(INSTRUCTION): Skip the pictures. Transcribe the rest of the data below without changing a word.

(DATA EXCERPTS):
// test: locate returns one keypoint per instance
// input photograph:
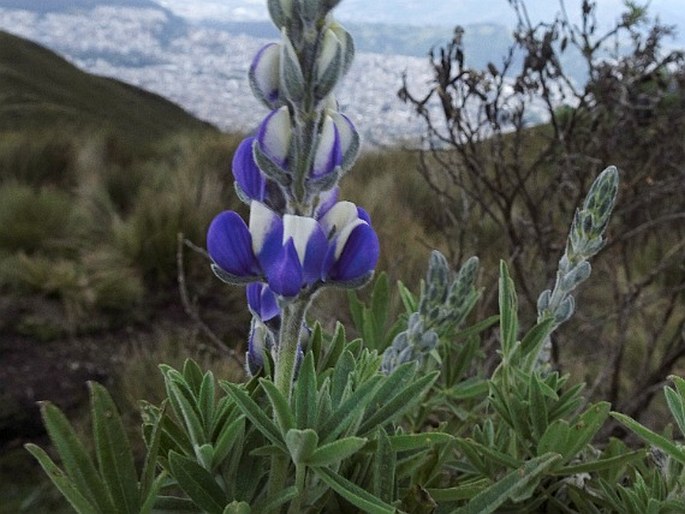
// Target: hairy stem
(286, 356)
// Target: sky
(426, 12)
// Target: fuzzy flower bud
(264, 75)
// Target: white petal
(338, 217)
(262, 221)
(329, 47)
(300, 228)
(266, 70)
(277, 135)
(326, 142)
(344, 234)
(345, 130)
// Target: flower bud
(262, 302)
(330, 54)
(264, 75)
(354, 248)
(250, 182)
(274, 136)
(328, 152)
(349, 139)
(281, 11)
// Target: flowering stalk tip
(299, 238)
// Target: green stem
(292, 319)
(278, 475)
(296, 504)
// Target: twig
(189, 308)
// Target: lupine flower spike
(299, 238)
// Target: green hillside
(39, 89)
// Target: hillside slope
(39, 89)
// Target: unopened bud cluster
(299, 237)
(445, 301)
(585, 239)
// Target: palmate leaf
(254, 413)
(354, 494)
(383, 470)
(647, 435)
(349, 410)
(279, 404)
(389, 407)
(520, 479)
(113, 451)
(301, 444)
(305, 394)
(147, 477)
(62, 482)
(197, 483)
(570, 439)
(676, 401)
(78, 465)
(334, 452)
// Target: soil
(56, 371)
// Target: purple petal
(274, 135)
(359, 255)
(285, 276)
(363, 215)
(310, 243)
(261, 301)
(246, 173)
(327, 199)
(328, 153)
(266, 228)
(230, 245)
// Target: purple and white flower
(293, 253)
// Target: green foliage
(518, 439)
(112, 486)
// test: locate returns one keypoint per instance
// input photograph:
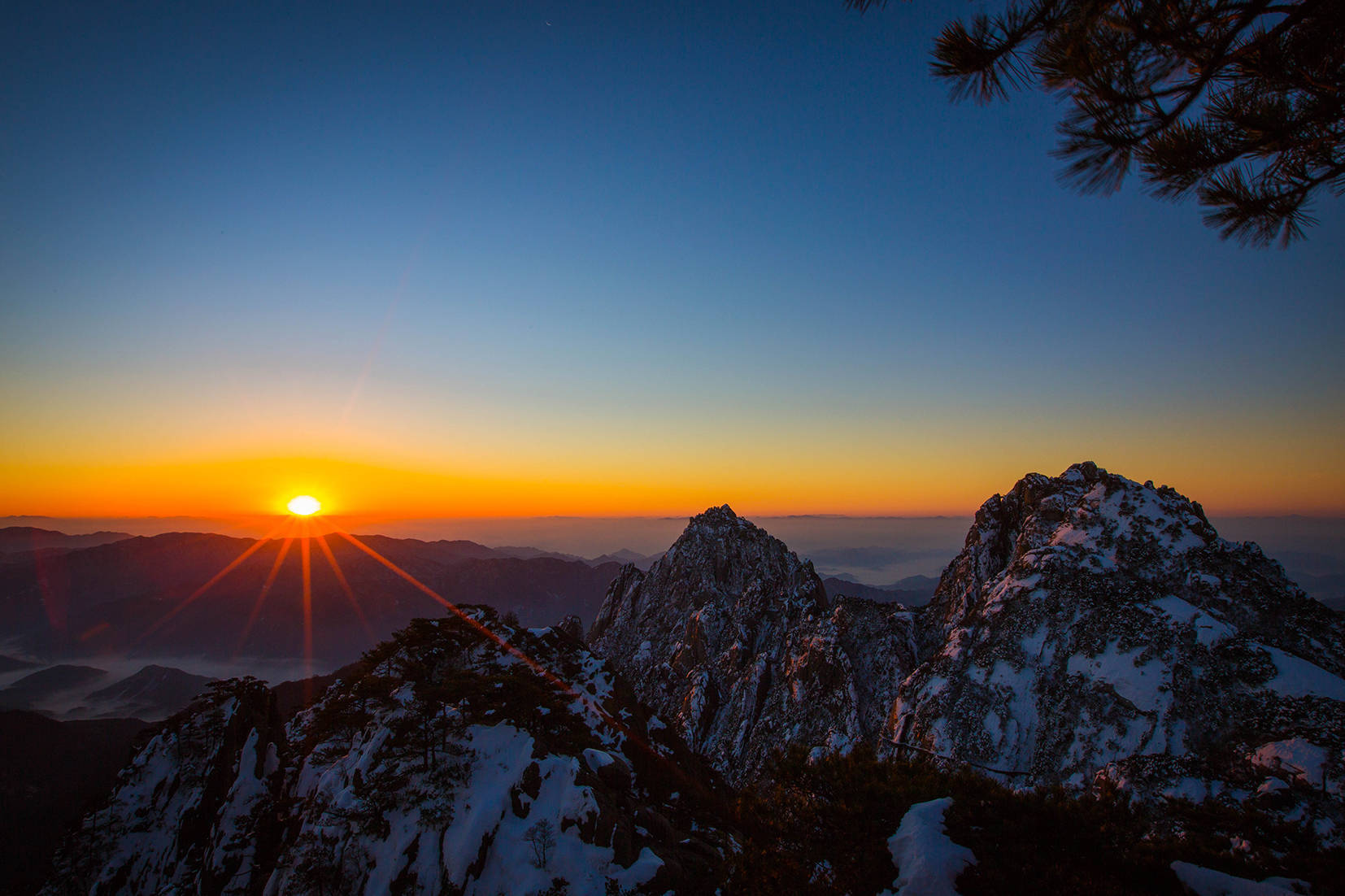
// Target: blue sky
(610, 237)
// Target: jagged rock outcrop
(1094, 624)
(440, 763)
(733, 638)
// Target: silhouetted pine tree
(1240, 102)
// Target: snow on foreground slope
(927, 860)
(437, 764)
(1095, 627)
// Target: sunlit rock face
(440, 763)
(1096, 626)
(733, 638)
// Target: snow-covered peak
(1092, 622)
(464, 755)
(733, 638)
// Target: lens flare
(304, 505)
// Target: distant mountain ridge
(141, 596)
(15, 540)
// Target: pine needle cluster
(1239, 102)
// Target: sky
(607, 259)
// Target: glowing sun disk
(304, 505)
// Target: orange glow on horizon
(954, 483)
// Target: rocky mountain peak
(1086, 514)
(1092, 622)
(733, 637)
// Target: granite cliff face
(733, 639)
(1099, 629)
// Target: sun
(304, 505)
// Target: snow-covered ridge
(440, 763)
(733, 639)
(1094, 626)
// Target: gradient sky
(507, 259)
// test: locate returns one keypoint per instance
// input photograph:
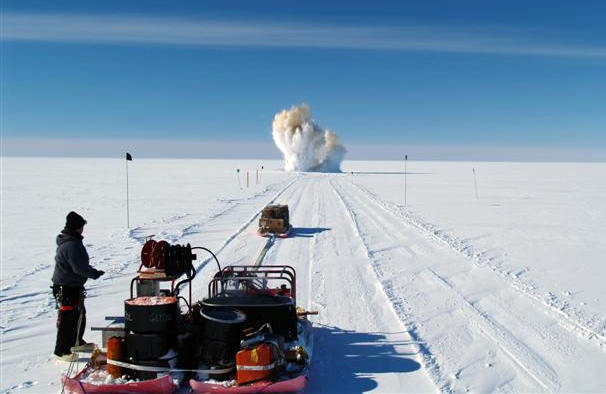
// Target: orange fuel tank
(254, 364)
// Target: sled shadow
(307, 232)
(345, 361)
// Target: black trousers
(71, 310)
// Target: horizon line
(266, 150)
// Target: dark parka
(71, 261)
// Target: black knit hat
(73, 221)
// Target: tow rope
(162, 369)
(263, 252)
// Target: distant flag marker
(405, 175)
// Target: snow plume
(305, 145)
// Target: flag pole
(405, 175)
(128, 158)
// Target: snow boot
(69, 357)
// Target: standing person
(72, 270)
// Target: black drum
(148, 346)
(156, 316)
(279, 311)
(221, 332)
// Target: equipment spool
(149, 319)
(221, 332)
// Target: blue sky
(513, 75)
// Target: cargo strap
(256, 367)
(162, 369)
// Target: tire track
(525, 360)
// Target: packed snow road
(399, 310)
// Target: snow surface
(449, 293)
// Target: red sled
(279, 235)
(162, 385)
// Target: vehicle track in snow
(360, 344)
(575, 324)
(431, 288)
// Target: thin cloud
(173, 31)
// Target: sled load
(247, 336)
(274, 221)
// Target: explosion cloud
(305, 145)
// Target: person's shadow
(307, 232)
(345, 361)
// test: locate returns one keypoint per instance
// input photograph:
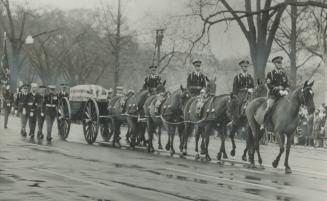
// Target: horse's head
(233, 108)
(211, 86)
(176, 101)
(260, 90)
(161, 87)
(307, 97)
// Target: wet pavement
(73, 170)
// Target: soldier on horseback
(196, 80)
(152, 81)
(277, 83)
(243, 83)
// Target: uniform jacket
(21, 101)
(195, 79)
(8, 99)
(242, 82)
(151, 81)
(51, 103)
(276, 79)
(32, 101)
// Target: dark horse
(260, 90)
(217, 112)
(153, 108)
(116, 108)
(136, 114)
(172, 115)
(284, 120)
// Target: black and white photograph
(163, 100)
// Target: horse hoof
(232, 153)
(244, 158)
(208, 158)
(288, 171)
(275, 164)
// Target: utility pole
(159, 37)
(117, 47)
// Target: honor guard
(243, 82)
(21, 108)
(51, 103)
(277, 83)
(152, 81)
(196, 80)
(40, 110)
(31, 108)
(63, 91)
(8, 101)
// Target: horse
(218, 111)
(172, 115)
(261, 90)
(152, 109)
(284, 120)
(116, 109)
(136, 114)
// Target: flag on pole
(5, 70)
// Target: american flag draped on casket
(85, 92)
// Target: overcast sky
(223, 44)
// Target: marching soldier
(277, 83)
(31, 109)
(196, 80)
(51, 103)
(40, 110)
(152, 81)
(8, 101)
(21, 108)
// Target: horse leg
(232, 137)
(159, 137)
(188, 130)
(197, 137)
(151, 127)
(207, 133)
(172, 136)
(288, 149)
(281, 140)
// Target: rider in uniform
(63, 91)
(31, 108)
(196, 80)
(277, 83)
(152, 81)
(21, 108)
(40, 110)
(243, 83)
(51, 103)
(8, 101)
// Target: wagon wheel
(106, 129)
(90, 121)
(64, 118)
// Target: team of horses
(177, 112)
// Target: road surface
(73, 170)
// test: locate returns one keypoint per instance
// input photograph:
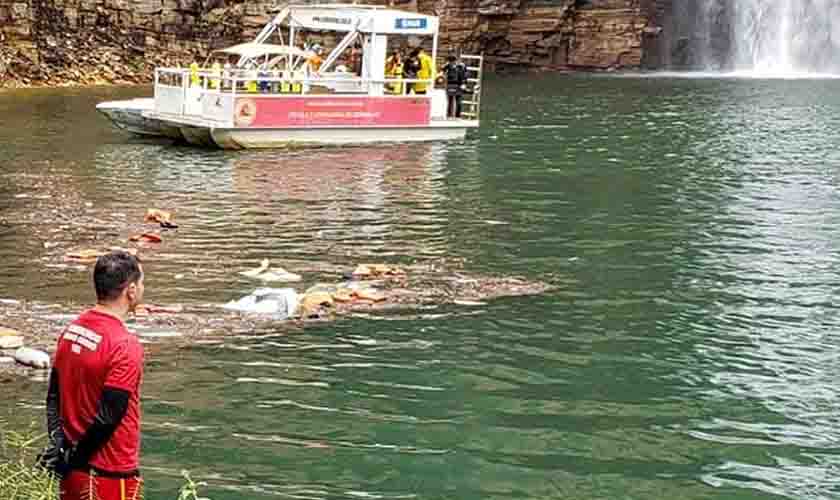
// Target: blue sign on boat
(411, 24)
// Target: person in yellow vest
(216, 70)
(393, 70)
(315, 60)
(426, 72)
(195, 81)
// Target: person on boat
(426, 71)
(315, 60)
(410, 69)
(195, 80)
(455, 75)
(394, 71)
(93, 399)
(216, 71)
(354, 62)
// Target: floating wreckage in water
(161, 217)
(378, 286)
(279, 302)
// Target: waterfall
(780, 37)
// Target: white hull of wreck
(273, 138)
(129, 116)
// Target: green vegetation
(20, 477)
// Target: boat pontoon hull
(129, 116)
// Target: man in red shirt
(93, 401)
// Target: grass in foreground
(22, 479)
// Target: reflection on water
(688, 352)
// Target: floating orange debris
(146, 238)
(162, 217)
(144, 309)
(86, 256)
(376, 270)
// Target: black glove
(56, 457)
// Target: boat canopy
(362, 18)
(254, 50)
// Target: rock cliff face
(55, 42)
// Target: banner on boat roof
(381, 21)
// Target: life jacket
(217, 72)
(425, 72)
(195, 81)
(395, 71)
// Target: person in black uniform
(455, 73)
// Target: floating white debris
(11, 341)
(470, 303)
(160, 334)
(32, 357)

(FINAL ANSWER):
// test: locate returns one keypoint per instance
// input photograph:
// Target: hairy stem
(286, 356)
// Target: sky
(426, 12)
// Target: fuzzy flower bud
(264, 75)
// Target: white petal
(338, 217)
(262, 221)
(329, 47)
(300, 228)
(266, 70)
(277, 135)
(326, 142)
(344, 234)
(345, 130)
// Target: flower bud
(262, 302)
(330, 54)
(264, 75)
(354, 248)
(250, 182)
(274, 136)
(328, 152)
(349, 139)
(281, 11)
// Target: flowering stalk tip
(299, 238)
// Target: green stem
(292, 319)
(278, 475)
(296, 504)
// Target: twig
(189, 308)
// Target: lupine flower spike
(299, 238)
// Target: green hillside
(39, 89)
// Target: hillside slope
(39, 89)
// Target: unopened bud cluster
(299, 237)
(445, 301)
(585, 239)
// Target: palmate leaf
(254, 413)
(354, 494)
(383, 470)
(647, 435)
(349, 410)
(279, 404)
(389, 407)
(520, 479)
(113, 451)
(301, 444)
(305, 394)
(147, 477)
(62, 482)
(197, 483)
(570, 439)
(676, 401)
(78, 465)
(334, 452)
// Target: soil
(56, 371)
// Target: purple petal
(274, 135)
(359, 255)
(285, 276)
(363, 215)
(310, 243)
(261, 301)
(246, 173)
(327, 199)
(328, 153)
(266, 228)
(230, 245)
// Target: purple and white flower
(293, 253)
// Target: green foliage
(518, 439)
(112, 486)
// test: locate returns one keypoint per instance
// input photograph:
// Target: blue sky
(610, 237)
// Target: jagged rock outcrop
(1094, 624)
(440, 763)
(733, 638)
// Target: silhouetted pine tree
(1240, 102)
// Target: snow on foreground slope
(927, 860)
(437, 764)
(1095, 627)
// Target: sunlit rock face
(440, 763)
(1096, 626)
(733, 638)
// Target: snow-covered peak
(1092, 622)
(464, 755)
(733, 638)
// Target: lens flare
(304, 505)
// Target: distant mountain ridge
(141, 596)
(15, 540)
// Target: pine needle cluster
(1239, 102)
// Target: sky
(607, 259)
// Target: glowing sun disk
(304, 505)
// Target: orange glow on horizon
(954, 483)
// Target: rocky mountain peak
(1086, 514)
(1092, 622)
(733, 637)
// Target: granite cliff face
(733, 639)
(1099, 629)
// Target: sun
(304, 505)
// Target: snow-covered ridge
(440, 763)
(733, 639)
(1094, 626)
// Target: gradient sky
(507, 259)
// test: locate returns one keypoint per instance
// input photograph:
// Target: orange fuel tank
(254, 364)
// Target: sled shadow
(307, 232)
(345, 361)
// Target: black trousers
(71, 310)
// Target: horizon line
(266, 150)
// Target: dark parka
(71, 261)
// Target: black knit hat
(73, 221)
// Target: tow rope
(162, 369)
(263, 252)
// Target: distant flag marker
(405, 175)
// Target: snow plume
(305, 145)
// Target: flag pole
(405, 175)
(128, 158)
// Target: snow boot
(69, 357)
// Target: standing person
(72, 270)
// Target: black drum
(148, 346)
(156, 316)
(279, 311)
(221, 332)
// Target: equipment spool
(149, 319)
(221, 332)
// Target: blue sky
(513, 75)
// Target: cargo strap
(256, 367)
(162, 369)
// Target: tire track
(525, 360)
// Target: packed snow road
(399, 310)
// Target: snow surface
(449, 293)
// Target: red sled
(279, 235)
(162, 385)
// Target: vehicle track in snow
(360, 344)
(575, 324)
(431, 288)
// Target: thin cloud
(173, 31)
// Target: sled load
(247, 336)
(274, 221)
// Target: explosion cloud
(305, 145)
// Target: person's shadow
(307, 232)
(345, 361)
// test: locate returns one keypoint per instance
// input photograph:
// Target: horse's head
(233, 108)
(211, 86)
(176, 101)
(260, 90)
(161, 87)
(307, 97)
// Target: wet pavement
(73, 170)
// Target: soldier on horseback
(196, 80)
(152, 81)
(277, 83)
(243, 83)
// Target: uniform jacket
(21, 101)
(195, 79)
(8, 99)
(242, 82)
(151, 81)
(51, 103)
(276, 79)
(32, 101)
// Target: dark horse
(260, 90)
(217, 112)
(153, 108)
(116, 108)
(136, 114)
(172, 115)
(284, 120)
// Target: black and white photograph
(163, 100)
// Target: horse hoof
(232, 153)
(244, 158)
(208, 158)
(288, 171)
(275, 164)
// Target: utility pole
(159, 37)
(117, 47)
// Target: honor guard
(243, 82)
(21, 108)
(51, 103)
(277, 83)
(152, 81)
(196, 80)
(40, 110)
(31, 108)
(63, 91)
(8, 101)
// Target: horse
(218, 111)
(172, 115)
(261, 90)
(152, 109)
(284, 120)
(116, 109)
(136, 114)
// Target: flag on pole
(5, 70)
// Target: american flag draped on casket
(85, 92)
// Target: overcast sky
(223, 44)
// Target: marching soldier
(277, 83)
(31, 109)
(196, 80)
(51, 103)
(40, 110)
(152, 81)
(8, 101)
(21, 108)
// Target: horse leg
(232, 137)
(159, 137)
(188, 130)
(197, 137)
(151, 127)
(207, 133)
(172, 136)
(288, 149)
(281, 140)
// Target: rider in uniform
(63, 91)
(31, 108)
(196, 80)
(277, 83)
(152, 81)
(21, 108)
(40, 110)
(243, 83)
(51, 103)
(8, 101)
// Target: wagon wheel
(106, 129)
(90, 121)
(64, 118)
// Target: team of horses
(177, 112)
// Target: road surface
(73, 170)
// test: locate returns one keypoint per instance
// input photograph:
// Target: blue sign on boat
(411, 24)
// Target: person in yellow vest
(216, 70)
(393, 70)
(315, 60)
(426, 72)
(195, 81)
// Target: person on boat
(426, 71)
(315, 60)
(410, 69)
(195, 80)
(455, 75)
(394, 71)
(93, 399)
(216, 71)
(354, 62)
// Target: floating wreckage in water
(161, 217)
(378, 286)
(279, 302)
// Target: waterfall
(780, 37)
// Target: white hull of wreck
(273, 138)
(129, 116)
// Target: green vegetation
(20, 477)
// Target: boat pontoon hull
(129, 116)
// Target: man in red shirt
(93, 401)
// Target: grass in foreground
(22, 479)
// Target: reflection on water
(688, 352)
// Target: floating orange debris
(146, 238)
(162, 217)
(144, 309)
(86, 256)
(376, 270)
// Target: black glove
(56, 457)
// Target: boat canopy
(362, 18)
(254, 50)
// Target: rock cliff face
(55, 42)
// Target: banner on boat roof
(381, 21)
// Target: life jacket
(217, 72)
(425, 72)
(195, 81)
(395, 71)
// Target: person in black uniform
(455, 73)
// Target: floating white debris
(11, 341)
(470, 303)
(160, 334)
(32, 357)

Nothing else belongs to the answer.